Instrução dada A ->
Reúna todas as linhas das entradas em que aparece a palavra "dark".

Eu acho impossível nos prendermos às demandas do rap norte-americano, mesmo quando assim desejamos. Ainda que fosse, teríamos um padrão considerável e bem vindo.

Em se pensando na língua e na linguagem, filosoficamente, eu diria que somos mais determinados pela arte do que a determinamos. Apesar de todo o bombardeio crítico que o Rap (o Rock, o Reggae e outras expressões de procedência estrangeira) sofre desde sua configuração no Brasil, julgado mais um colonialismo que infesta o país, sempre ouvi e entendi o Rap como arte com uma identidade familiar.

Aceitar que o Rap é uma fala original dos Estados Unidos perverso que neocoloniza o Brasil traria como consequência imediata a negação de sua mundialização enquanto lógica de construção, emissão e recepção divergente. Hoje nada na música é mais propriedade do Mundo do que o Rap.

Talvez seu maior poder de expansão e reenraizamento esteja justamente na sua natureza de desrespeitar as fronteiras políticas e desobedecer aos currais culturais que tentam lhe impor (tendências fascistas).

Desde que comecei a me envolver de fato com a cultura hip-hop (para aquém e além da apreciação estética), tenho defendido e apontado marcas identitárias explícitas no rap feito no país, porém sem negar os elementos afirmativos partilhados. No texto verbal e na base musical. Então, desde que existe rap no Brasil, para mim, ele é brasileiro e acabou...

Mas também é bem mais que brasileiro. Muitos já falaram, e o GOG já rimou inclusive: música é universal, mas tem que ter identidade.

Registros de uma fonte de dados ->
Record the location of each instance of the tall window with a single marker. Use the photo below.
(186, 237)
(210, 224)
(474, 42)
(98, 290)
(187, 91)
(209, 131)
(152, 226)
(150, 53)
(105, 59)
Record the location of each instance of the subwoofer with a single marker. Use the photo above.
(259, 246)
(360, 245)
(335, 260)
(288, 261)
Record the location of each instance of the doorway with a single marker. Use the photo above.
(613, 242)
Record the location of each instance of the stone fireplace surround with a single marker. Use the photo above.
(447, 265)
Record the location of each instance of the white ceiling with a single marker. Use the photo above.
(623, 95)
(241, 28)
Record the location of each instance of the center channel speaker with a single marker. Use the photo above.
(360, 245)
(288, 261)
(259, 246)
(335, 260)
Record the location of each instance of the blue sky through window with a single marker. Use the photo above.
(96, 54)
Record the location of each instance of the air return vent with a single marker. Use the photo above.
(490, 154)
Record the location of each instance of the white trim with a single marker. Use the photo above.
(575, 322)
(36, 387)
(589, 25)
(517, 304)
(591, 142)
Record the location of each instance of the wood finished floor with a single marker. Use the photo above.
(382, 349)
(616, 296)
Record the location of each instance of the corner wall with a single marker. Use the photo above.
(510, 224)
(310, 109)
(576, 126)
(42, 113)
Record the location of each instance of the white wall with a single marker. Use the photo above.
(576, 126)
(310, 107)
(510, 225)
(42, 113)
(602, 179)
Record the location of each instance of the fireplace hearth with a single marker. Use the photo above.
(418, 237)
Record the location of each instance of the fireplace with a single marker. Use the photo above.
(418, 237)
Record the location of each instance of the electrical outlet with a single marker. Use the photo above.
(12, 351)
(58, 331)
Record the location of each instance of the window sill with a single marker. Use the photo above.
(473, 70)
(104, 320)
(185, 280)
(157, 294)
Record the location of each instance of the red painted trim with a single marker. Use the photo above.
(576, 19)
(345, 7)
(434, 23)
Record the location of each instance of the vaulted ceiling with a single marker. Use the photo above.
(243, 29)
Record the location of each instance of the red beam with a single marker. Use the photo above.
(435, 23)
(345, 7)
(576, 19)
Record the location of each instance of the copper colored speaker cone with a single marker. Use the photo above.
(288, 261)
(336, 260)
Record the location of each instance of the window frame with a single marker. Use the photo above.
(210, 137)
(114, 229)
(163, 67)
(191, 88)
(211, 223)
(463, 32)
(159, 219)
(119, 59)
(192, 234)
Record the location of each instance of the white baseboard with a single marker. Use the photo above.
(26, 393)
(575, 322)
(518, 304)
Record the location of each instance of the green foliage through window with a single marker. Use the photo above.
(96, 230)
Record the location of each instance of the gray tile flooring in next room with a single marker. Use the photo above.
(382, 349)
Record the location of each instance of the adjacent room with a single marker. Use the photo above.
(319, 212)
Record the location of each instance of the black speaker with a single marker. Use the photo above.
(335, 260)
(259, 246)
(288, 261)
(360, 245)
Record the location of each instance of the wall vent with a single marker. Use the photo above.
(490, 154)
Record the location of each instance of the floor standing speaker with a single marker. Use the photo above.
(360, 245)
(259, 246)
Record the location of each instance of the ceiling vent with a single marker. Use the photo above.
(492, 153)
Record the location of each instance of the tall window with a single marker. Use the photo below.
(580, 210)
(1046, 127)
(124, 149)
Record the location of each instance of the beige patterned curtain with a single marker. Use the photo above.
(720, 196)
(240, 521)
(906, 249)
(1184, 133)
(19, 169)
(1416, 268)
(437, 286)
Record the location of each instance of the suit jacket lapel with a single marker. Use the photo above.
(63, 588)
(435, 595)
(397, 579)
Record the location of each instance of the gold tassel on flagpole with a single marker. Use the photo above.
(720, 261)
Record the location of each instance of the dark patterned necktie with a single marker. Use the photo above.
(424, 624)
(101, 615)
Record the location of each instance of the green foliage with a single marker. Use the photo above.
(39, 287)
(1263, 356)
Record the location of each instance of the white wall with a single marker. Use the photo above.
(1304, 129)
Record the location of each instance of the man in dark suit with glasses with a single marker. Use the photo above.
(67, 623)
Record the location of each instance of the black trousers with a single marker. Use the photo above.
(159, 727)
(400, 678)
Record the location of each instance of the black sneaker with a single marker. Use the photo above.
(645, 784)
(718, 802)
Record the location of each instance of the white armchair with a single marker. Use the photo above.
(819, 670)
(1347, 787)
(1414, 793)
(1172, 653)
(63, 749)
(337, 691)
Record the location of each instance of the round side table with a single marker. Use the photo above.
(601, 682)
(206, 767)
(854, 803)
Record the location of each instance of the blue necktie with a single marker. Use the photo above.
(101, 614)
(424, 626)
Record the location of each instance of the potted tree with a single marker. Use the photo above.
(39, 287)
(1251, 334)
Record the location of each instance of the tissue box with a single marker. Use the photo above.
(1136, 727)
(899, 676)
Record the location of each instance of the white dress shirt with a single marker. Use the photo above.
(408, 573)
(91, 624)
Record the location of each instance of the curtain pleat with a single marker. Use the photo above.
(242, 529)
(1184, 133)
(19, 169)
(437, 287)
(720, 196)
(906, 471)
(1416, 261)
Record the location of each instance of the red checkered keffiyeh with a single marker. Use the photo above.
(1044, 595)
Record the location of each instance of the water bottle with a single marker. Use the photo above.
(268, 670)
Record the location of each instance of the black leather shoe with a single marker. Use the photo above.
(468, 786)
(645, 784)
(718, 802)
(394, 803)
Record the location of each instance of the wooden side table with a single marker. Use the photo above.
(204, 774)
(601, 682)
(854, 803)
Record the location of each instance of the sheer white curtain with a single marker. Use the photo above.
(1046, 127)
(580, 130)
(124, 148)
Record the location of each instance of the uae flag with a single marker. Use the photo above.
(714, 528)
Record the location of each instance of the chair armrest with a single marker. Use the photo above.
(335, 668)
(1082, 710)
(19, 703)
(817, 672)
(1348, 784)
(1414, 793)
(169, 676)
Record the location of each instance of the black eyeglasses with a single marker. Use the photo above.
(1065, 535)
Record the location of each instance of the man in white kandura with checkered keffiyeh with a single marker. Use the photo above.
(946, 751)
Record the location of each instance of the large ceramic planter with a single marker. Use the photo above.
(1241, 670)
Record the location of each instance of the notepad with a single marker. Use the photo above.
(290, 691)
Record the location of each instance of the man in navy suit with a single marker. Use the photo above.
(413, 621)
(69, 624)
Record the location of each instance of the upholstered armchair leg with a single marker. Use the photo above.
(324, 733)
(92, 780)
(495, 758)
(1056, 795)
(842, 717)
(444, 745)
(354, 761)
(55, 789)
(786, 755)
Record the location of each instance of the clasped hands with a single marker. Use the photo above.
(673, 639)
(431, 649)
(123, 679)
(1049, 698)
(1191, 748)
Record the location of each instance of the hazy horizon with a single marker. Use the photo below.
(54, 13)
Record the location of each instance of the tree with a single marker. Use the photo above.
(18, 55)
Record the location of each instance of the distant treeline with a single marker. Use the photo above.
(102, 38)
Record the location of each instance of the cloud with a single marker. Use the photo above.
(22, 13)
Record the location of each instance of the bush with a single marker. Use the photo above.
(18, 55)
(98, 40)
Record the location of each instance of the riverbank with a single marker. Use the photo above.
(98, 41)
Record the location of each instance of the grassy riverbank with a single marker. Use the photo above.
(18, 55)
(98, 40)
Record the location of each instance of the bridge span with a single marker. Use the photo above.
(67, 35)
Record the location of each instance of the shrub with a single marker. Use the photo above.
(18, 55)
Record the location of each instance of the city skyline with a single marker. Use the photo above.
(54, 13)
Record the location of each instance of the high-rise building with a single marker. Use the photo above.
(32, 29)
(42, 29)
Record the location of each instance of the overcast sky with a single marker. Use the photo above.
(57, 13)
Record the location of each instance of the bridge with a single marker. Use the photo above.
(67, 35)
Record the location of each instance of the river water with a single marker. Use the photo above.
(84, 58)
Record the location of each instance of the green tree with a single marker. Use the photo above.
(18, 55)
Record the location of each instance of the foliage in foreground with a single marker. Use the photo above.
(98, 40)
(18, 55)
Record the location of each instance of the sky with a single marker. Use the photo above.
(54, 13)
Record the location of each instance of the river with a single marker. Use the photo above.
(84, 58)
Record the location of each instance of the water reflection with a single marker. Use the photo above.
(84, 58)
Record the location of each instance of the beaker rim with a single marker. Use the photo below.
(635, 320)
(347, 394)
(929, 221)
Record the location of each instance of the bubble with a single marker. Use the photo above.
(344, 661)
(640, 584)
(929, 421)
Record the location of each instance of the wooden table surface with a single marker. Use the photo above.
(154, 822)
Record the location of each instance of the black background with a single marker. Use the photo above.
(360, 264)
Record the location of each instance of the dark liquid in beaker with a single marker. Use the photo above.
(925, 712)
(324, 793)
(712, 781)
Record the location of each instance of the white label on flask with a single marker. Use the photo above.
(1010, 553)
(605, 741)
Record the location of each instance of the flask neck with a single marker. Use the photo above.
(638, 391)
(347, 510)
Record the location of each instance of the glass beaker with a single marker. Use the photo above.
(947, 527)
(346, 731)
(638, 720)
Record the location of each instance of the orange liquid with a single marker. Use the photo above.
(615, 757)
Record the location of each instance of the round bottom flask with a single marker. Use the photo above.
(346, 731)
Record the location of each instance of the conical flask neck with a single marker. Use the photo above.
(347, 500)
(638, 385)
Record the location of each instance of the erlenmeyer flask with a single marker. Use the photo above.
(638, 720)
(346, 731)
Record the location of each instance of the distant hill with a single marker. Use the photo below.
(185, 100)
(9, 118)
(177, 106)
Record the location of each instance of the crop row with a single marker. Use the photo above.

Instrução dada B ->
De acordo com o texto sobre o rap no Brasil, o que o GOG rimou?

Resposta correta A ->
Record the location of each instance of the dark patterned necktie with a single marker. Use the photo above.
Record the location of each instance of the man in dark suit with glasses with a single marker. Use the photo above.
Record the location of each instance of the dark liquid in beaker with a single marker. Use the photo above.

Resposta correta B ->
Que a música é universal, mas tem que ter identidade.